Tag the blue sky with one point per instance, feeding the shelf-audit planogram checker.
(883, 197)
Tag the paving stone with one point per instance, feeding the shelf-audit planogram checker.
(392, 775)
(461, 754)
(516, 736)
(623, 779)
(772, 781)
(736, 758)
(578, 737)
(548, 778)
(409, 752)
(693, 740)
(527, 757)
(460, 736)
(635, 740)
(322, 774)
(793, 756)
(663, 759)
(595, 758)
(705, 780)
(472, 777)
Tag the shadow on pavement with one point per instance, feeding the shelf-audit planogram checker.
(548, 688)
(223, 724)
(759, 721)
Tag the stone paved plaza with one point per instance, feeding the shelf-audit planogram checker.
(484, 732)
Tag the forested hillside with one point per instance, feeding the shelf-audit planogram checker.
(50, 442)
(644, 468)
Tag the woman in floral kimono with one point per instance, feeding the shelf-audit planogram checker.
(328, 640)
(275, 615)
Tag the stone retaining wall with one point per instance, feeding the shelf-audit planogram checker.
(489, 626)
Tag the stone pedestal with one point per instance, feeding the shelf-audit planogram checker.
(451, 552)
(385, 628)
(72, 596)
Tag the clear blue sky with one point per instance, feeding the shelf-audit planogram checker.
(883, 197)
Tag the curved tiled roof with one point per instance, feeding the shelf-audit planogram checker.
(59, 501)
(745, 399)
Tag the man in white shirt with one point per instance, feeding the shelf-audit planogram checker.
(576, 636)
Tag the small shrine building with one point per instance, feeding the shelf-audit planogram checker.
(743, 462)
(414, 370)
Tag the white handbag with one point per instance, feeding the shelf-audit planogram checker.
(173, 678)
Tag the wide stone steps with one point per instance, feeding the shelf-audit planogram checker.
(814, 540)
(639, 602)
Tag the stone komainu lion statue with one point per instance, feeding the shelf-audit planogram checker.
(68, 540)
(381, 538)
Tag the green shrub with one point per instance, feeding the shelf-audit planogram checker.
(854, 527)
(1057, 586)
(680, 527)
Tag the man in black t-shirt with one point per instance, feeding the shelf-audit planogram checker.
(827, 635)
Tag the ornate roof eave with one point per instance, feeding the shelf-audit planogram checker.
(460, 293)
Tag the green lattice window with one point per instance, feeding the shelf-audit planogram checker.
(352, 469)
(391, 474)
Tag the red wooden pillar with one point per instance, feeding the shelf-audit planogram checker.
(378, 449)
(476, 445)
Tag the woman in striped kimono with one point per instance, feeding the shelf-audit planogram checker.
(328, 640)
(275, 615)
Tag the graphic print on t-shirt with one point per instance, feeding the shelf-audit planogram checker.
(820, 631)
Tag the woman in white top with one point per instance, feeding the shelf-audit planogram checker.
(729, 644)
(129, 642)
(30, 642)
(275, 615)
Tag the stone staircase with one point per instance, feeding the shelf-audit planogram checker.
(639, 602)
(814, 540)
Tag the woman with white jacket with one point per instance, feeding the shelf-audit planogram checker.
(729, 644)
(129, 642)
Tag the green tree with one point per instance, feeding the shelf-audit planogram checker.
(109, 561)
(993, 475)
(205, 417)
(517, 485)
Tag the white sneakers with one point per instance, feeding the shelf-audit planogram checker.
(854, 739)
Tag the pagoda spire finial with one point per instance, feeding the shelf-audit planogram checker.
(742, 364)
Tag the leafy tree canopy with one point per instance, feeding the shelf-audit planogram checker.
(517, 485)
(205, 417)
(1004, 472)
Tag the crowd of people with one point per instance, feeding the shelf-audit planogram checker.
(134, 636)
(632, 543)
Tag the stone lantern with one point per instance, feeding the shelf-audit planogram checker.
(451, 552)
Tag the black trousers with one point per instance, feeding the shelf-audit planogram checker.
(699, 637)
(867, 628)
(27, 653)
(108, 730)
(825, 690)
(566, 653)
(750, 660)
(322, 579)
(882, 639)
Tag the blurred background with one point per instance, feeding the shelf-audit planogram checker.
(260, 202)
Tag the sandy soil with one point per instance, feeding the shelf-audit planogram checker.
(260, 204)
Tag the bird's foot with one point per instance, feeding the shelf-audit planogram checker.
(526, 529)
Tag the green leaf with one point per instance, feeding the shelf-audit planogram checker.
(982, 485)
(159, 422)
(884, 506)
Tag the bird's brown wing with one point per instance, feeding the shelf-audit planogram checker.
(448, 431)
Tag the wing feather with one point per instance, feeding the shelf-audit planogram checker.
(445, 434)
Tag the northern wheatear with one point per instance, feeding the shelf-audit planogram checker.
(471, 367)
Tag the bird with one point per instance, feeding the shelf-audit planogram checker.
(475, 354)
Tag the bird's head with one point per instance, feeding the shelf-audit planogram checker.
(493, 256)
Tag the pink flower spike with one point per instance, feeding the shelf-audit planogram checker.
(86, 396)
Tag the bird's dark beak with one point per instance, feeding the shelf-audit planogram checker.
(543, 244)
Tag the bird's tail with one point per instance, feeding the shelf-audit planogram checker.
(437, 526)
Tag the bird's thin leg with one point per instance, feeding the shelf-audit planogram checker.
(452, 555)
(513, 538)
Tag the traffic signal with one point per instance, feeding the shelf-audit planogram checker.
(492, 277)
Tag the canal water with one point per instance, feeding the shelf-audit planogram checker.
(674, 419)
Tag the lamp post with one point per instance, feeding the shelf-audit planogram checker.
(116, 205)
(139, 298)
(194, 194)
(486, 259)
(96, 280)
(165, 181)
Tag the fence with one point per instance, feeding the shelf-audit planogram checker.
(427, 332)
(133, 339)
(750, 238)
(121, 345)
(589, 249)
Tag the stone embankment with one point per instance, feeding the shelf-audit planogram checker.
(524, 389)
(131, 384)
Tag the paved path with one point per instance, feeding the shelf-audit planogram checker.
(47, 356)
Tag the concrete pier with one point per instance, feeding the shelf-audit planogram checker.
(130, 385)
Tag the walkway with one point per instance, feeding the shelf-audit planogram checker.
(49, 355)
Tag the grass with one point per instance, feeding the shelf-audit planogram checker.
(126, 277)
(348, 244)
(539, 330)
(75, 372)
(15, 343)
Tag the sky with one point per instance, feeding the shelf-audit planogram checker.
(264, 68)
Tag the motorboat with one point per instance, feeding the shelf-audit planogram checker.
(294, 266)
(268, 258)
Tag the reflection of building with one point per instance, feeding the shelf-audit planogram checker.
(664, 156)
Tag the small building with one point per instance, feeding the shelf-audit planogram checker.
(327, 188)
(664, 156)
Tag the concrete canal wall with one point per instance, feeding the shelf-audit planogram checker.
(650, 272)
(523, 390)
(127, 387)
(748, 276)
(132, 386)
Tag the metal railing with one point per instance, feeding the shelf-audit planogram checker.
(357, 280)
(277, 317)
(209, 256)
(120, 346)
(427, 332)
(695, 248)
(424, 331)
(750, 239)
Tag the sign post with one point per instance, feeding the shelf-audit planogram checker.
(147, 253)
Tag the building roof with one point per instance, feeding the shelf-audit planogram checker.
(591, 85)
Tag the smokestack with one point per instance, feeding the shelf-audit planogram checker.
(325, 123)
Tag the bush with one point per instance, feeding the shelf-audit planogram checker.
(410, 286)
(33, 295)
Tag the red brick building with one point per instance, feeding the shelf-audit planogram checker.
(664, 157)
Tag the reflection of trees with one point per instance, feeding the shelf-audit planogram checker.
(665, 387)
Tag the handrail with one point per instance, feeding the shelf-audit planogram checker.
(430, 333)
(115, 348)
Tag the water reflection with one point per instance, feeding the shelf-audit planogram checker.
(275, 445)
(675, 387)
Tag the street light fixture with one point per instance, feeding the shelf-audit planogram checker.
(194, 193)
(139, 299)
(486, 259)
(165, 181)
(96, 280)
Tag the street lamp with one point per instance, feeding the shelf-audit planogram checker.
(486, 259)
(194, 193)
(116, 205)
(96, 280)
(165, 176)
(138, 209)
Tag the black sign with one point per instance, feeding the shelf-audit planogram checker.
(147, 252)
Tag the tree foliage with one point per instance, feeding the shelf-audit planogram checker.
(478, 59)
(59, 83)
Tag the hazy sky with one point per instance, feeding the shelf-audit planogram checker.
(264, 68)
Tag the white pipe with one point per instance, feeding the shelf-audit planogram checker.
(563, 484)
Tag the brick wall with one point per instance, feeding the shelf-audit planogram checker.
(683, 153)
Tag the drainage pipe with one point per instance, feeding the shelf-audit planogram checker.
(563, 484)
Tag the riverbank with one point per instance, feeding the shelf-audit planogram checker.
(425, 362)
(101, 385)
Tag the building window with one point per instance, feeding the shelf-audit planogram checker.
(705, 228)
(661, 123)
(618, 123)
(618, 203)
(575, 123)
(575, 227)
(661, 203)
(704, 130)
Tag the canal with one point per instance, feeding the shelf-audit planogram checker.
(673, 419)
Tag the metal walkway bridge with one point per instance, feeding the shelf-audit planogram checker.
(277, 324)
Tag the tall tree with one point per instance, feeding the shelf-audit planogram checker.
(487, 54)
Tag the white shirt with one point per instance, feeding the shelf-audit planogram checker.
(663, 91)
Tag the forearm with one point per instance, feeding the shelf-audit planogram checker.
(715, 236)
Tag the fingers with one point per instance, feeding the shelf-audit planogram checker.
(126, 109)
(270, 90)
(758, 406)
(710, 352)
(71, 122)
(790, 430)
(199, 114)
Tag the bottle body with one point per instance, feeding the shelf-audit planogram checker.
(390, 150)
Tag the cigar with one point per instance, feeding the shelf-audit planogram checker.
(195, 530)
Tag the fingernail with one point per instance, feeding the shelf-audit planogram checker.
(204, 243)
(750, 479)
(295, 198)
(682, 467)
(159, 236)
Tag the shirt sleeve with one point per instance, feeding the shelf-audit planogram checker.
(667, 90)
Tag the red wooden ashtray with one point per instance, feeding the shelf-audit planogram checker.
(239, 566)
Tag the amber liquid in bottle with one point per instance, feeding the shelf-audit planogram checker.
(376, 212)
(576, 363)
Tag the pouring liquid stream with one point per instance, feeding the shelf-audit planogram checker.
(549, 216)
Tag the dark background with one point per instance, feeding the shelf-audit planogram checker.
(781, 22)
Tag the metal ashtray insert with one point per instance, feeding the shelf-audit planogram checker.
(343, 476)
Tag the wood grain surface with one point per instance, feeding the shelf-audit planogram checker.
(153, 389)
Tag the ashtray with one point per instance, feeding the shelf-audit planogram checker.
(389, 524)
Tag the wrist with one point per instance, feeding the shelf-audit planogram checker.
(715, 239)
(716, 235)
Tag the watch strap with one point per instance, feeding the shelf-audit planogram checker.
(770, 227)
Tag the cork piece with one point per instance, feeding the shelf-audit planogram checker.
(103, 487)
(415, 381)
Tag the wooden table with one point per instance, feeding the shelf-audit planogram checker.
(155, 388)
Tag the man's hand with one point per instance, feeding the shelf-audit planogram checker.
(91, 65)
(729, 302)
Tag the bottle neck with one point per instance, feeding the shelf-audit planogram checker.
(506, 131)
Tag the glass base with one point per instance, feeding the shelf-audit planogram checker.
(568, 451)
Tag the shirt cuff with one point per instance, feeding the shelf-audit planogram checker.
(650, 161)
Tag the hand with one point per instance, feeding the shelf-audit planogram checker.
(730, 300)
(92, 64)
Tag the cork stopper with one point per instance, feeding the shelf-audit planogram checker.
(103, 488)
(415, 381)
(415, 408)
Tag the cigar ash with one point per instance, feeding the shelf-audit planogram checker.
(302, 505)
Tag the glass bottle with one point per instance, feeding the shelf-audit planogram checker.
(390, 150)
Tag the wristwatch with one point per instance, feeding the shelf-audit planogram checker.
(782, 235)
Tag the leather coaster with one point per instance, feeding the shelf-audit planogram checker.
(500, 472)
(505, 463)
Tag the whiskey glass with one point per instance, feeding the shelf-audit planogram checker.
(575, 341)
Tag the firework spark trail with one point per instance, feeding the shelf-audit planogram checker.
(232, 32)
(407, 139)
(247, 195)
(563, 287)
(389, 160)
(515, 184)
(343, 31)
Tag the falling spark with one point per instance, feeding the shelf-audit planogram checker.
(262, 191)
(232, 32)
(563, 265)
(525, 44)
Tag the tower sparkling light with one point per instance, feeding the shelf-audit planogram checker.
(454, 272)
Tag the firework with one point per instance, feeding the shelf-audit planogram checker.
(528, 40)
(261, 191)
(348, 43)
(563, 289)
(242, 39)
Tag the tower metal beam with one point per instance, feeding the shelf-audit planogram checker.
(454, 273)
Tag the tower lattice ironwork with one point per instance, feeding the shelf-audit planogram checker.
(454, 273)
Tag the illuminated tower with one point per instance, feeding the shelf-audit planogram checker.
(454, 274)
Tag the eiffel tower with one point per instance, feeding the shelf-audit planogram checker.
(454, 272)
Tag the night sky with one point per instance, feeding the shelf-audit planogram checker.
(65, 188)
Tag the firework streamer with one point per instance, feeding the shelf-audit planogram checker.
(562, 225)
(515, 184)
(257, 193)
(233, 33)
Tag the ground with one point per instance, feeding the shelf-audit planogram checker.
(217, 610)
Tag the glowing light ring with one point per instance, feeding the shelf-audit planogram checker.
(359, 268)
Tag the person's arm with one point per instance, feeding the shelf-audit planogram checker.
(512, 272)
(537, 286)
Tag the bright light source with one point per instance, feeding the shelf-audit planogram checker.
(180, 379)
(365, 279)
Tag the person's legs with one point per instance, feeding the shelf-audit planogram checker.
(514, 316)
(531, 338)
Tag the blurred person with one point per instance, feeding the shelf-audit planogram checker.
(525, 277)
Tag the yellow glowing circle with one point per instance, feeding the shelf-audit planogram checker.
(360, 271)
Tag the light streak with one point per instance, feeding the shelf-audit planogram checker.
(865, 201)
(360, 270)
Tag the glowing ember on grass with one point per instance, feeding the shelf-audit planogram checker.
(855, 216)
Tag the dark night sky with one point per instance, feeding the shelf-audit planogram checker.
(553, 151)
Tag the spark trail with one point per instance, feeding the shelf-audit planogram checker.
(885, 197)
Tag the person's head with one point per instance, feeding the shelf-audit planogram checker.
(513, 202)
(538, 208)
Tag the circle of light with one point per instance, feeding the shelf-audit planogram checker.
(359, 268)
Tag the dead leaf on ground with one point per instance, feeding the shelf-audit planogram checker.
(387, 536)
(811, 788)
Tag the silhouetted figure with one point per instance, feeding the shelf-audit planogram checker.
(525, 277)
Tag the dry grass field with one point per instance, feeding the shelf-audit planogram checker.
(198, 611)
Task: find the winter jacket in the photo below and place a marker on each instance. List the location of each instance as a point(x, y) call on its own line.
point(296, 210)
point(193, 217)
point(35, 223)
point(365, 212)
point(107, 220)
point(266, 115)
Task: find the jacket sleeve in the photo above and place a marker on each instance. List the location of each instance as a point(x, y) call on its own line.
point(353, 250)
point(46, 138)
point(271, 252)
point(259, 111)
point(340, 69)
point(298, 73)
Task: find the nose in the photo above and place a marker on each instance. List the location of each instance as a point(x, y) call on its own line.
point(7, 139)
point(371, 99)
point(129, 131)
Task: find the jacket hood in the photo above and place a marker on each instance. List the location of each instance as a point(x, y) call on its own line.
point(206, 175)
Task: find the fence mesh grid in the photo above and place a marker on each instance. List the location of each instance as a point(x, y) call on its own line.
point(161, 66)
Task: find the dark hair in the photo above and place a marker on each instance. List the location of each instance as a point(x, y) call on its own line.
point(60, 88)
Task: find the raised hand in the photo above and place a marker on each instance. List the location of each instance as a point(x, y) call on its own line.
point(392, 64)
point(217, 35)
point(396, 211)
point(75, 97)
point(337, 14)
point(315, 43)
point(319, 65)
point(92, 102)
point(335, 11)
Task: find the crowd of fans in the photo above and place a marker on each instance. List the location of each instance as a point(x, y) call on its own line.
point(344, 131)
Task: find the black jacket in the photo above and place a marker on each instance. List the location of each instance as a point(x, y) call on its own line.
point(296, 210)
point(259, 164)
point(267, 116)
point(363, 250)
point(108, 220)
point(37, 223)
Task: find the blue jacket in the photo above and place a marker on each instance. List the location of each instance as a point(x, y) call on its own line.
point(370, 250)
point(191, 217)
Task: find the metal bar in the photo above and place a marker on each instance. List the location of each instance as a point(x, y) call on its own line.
+ + + +
## EXERCISE DIRECTIONS
Exactly reproduce the lines beginning with the one that contains "Task: find the crowd" and ending with the last line of the material, both included. Leave out everything else.

## SOLUTION TO THIS EXERCISE
Task: find the crowd of fans in the photo above and place a marker on each instance. List the location of each instance as a point(x, y) call on its own line.
point(344, 131)
Task: find the black jacket in the photo above and place a marker on each instance. List the location of each instance as a point(x, y) call on its own line.
point(296, 210)
point(259, 164)
point(267, 116)
point(363, 250)
point(108, 220)
point(37, 223)
Task: find the blue jacket in the photo above and place a marker on each instance. List the location of each instance as a point(x, y) call on its own line.
point(370, 250)
point(191, 217)
Task: find the metal bar in the photo above and place a marker on each instance. List the location of each instance as a point(x, y) call on its own line.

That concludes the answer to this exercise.